Kodak has been as American as apple pie and Chevrolet—but Kodak is almost gone.

I recently read a very interesting article called “A Century On Film: How Kodak Succumbed To the Digital Age” by Ulrich Fichtner in Spiegel Online International.

In his article Fichtner shows how Kodak grew to be synonymous with the film industry over 132 years, how all of the Oscars from 1928 to 2008 were shot on Kodak film. In the 1970s, Kodak was making 90% of all of the U.S.’s film and 85% of the cameras.  In 1975, it was Kodak who developed the world’s first digital camera.

But around 1980, one of their own vice-presidents reported to the company that unless they made fundamental changes within about thirty years, everything that Kodak was doing would become obsolete and Kodak would be in danger of failing as a business.  That report must have sounded like words from another planet since the company was dominating, hugely profitable, and still growing.

Kodak never found its way into the digital age. The company tried out cheap digital cameras, making digital printers, apparently even thought about making wallpaper and sandpaper—since they were primarily a chemical company, but nothing really worked for them.

The author of this article then writes a very telltale sentence: Rochester was gripped by an understandable but still fatal attitude: They had given the world pictures from the surface of the moon, they reasoned, so someone else could give it wallpaper.”

I’m reminded of the Churches of Christ in the 1950s and 60s—the one that so many of our current elders and the most respected of our opinion leaders grew up in.  It was a booming religious group. We passed among ourselves statistics that described us as the fastest growing church in the United States. We were among the first groups into war-torn Europe, one of the last out of Saigon. Our Christian colleges had Olympic athletes, and we even had movie stars like Pat Boone who wouldn’t kiss anyone on screen! Those were glory years!

The last twenty years don’t feel like glory years to me. We feel more like a group trying to re-invent itself, searching for something new that will make us relevant.  We tried to become charismatic for a while, but we apparently are too Lockian for that movement to transform us. We have tried and succeeded in joining the worship wars, with some of our best churches even turning instrumental as the key to the future.  Others of our fellowship are abandoning evangelism in favor of redeeming the poor and destitute of this world—a false dichotomy in my view!  Our attempts to re-invent ourselves seem pretty ineffective.

## Recorded data
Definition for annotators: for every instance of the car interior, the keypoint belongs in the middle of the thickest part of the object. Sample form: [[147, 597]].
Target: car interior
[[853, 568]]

## Directives
1 – According to the Kodak passage, in what year did Kodak develop the world's first digital camera?
2 – List the products the Kodak passage says the company tried making or considered making.
3 – Carry on the passage about Kodak and the Churches of Christ from its final sentence.
The material has no role here.

## Responses to the exercise
1 – 1975

2 – Cheap digital cameras, digital printers, wallpaper, sandpaper

3 –
Are we having a bad Kodak moment?  Kodak has not been able to come up with a radical enough solution, so they have now gone into bankruptcy and survive only as a shadow of their former greatness.

The Church is not Eastman Kodak.  While Kodak founder George Eastman shot himself in the head in 1932, the founder of the Church is still very much alive!  Resurrection is crucial to His story and, therefore, should be to ours as well.

You probably don’t like it that I have jumped from talking about the Church of Christ to talking about Christ’s church—but I did that quite intentionally.

Our historical position—and that of our founder as well—is that there is only One Church!  I believe Churches of Christ gave that theological position up sometime in the 1970s. We decided that we were just another denomination, something much less than what we had believed ourselves to have been.

I know why we gave up our claim of singularity! We had been much too exclusive in our claims, thinking that the sign above the door and the mode of baptism—but especially our worship—made us so right that we were the only members of the church of Christ.  Most of us, however, since then have repented of our proud self-righteousness which was our sin.

In our sack cloth and ashes, we, however, have mistakenly diminished His Church! In spite of our prideful abuse of the truth, the gates of hell still have not prevailed against the Church of God! And they never will!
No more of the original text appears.